EXTRAIT DU TEXTE:
:::::
« Queeeeel-qu’uuuunnn-vaaaa-ve-niiiiiir »… Dans la salle transformable du théâtre de Nanterre Amandiers, des spectateurs découvrent un nouvel auteur norvégien, traduit pour la première fois en français. Nous sommes le 28 septembre 1999 et Claude Régy met en scène, dans le cadre du festival d’Automne à Paris, Quelqu’un va venir, la première pièce de Jon Fosse, traduite par Terje Sinding pour les éditions de l’Arche.
Décroissance
Étirant chaque syllabe, la comédienne Valérie Dréville et ses deux camarades, Marcial di Fonzo Bo et Yann Boudaud, ralentissent la cadence et ménagent de longues plages muettes dans un texte déjà avare de mots, suscitant dans le public des réactions opposées, tension maximum et fascination, ou rejet, sous la forme de soupirs, bâillements et parfois fous rires. Présent pour la première, l’auteur a le sentiment d’avoir enfin trouvé un metteur en scène qui le comprend, lui qui a longtemps tenu le théâtre à distance et a écrit Quelqu’un va venir sur commande pour boucler des fins de mois.
Le texte ressemble à une partition musicale: des phrases qui se répètent avec d’infimes variations, des silences de diverses durées et des annotations qui indiquent le tempo. Trois personnages: Elle, Lui, L’Homme; une maison de bout du monde sur une falaise au bord de la mer; un refuge impossible pour une histoire d’amour minée par la peur. Et une économie de moyens tout à fait remarquable: pour reprendre une comparaison qui a beaucoup servi, si Shakespeare utilise dans son oeuvre un vocabulaire de 20.000 mots là où Racine n’en a que 2000, Fosse, lui, tournerait plutôt autour de 200. Une décroissance qui n’est pas un appauvrissement: comme ses personnages, la langue de Fosse est en retrait, en grève du brouhaha et de l’agitation du monde.
:::::
DONNÉES EXTRAITES:

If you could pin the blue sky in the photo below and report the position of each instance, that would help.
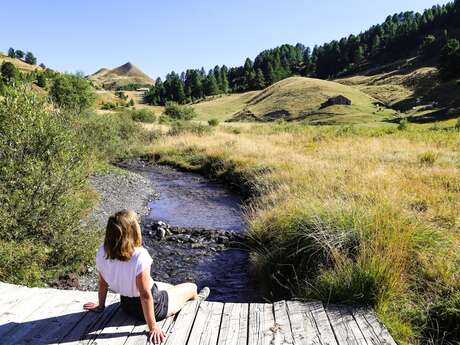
(160, 36)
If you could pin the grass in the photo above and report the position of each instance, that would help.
(302, 98)
(350, 214)
(222, 108)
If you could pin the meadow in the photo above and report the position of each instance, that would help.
(346, 214)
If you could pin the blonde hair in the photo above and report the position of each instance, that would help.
(122, 235)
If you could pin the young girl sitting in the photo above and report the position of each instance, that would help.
(124, 266)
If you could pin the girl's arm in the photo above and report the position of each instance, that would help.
(156, 334)
(102, 295)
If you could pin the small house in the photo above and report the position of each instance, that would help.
(338, 100)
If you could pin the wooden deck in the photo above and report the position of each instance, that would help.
(48, 316)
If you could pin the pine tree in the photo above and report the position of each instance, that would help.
(211, 87)
(30, 58)
(19, 54)
(259, 80)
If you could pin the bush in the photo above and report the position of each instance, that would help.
(179, 112)
(110, 136)
(9, 71)
(213, 122)
(43, 190)
(179, 128)
(403, 124)
(72, 93)
(143, 115)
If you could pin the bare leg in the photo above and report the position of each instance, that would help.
(164, 286)
(178, 295)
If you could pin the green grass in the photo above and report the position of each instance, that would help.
(362, 214)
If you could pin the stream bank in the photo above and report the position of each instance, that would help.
(192, 227)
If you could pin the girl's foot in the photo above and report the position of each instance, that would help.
(204, 293)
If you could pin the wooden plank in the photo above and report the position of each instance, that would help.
(206, 327)
(183, 325)
(138, 335)
(15, 317)
(345, 328)
(116, 331)
(262, 329)
(234, 326)
(373, 330)
(38, 327)
(11, 298)
(283, 323)
(310, 324)
(90, 324)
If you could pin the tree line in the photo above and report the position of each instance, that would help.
(432, 33)
(27, 57)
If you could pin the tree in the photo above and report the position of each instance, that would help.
(9, 72)
(449, 60)
(72, 93)
(259, 82)
(41, 80)
(30, 58)
(429, 47)
(19, 54)
(211, 87)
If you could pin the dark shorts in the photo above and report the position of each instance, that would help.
(133, 306)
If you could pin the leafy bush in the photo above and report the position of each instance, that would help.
(43, 190)
(108, 106)
(72, 93)
(110, 136)
(179, 112)
(403, 124)
(180, 127)
(143, 115)
(213, 122)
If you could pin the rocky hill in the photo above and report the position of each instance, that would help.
(121, 76)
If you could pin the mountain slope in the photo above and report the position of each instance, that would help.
(119, 77)
(302, 98)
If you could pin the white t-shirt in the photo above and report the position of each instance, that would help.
(121, 275)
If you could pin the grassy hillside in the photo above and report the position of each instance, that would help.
(347, 215)
(20, 65)
(223, 107)
(415, 90)
(120, 76)
(301, 98)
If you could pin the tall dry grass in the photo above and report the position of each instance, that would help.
(350, 215)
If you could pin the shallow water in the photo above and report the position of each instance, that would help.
(190, 200)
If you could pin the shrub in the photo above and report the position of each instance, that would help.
(9, 71)
(110, 136)
(72, 93)
(403, 124)
(108, 106)
(213, 122)
(143, 115)
(179, 128)
(428, 158)
(43, 190)
(179, 112)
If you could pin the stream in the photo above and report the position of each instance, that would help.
(188, 200)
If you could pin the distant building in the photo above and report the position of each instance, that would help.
(338, 100)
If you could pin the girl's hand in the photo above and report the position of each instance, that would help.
(156, 335)
(93, 307)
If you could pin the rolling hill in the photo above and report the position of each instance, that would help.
(20, 65)
(120, 76)
(302, 98)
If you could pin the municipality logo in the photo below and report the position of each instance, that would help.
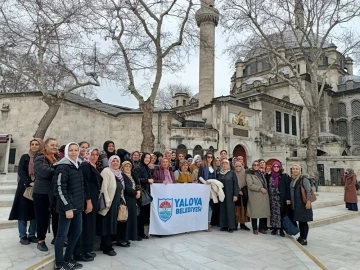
:::::
LISTE DES ACTIVITÉS:
1 - D'après l'extrait, qui a traduit en français la pièce Quelqu'un va venir ?
2 - Réécrivez le passage de l'extrait qui commence par « Le texte ressemble » et se termine par « l’agitation du monde. », en remplaçant « falaise » par « colline ».

RÉPONSES PAR NUMÉRO:
1 - Terje Sinding, pour les éditions de l'Arche.

2 -
Le texte ressemble à une partition musicale: des phrases qui se répètent avec d’infimes variations, des silences de diverses durées et des annotations qui indiquent le tempo. Trois personnages: Elle, Lui, L’Homme; une maison de bout du monde sur une colline au bord de la mer; un refuge impossible pour une histoire d’amour minée par la peur. Et une économie de moyens tout à fait remarquable: pour reprendre une comparaison qui a beaucoup servi, si Shakespeare utilise dans son oeuvre un vocabulaire de 20.000 mots là où Racine n’en a que 2000, Fosse, lui, tournerait plutôt autour de 200. Une décroissance qui n’est pas un appauvrissement: comme ses personnages, la langue de Fosse est en retrait, en grève du brouhaha et de l’agitation du monde.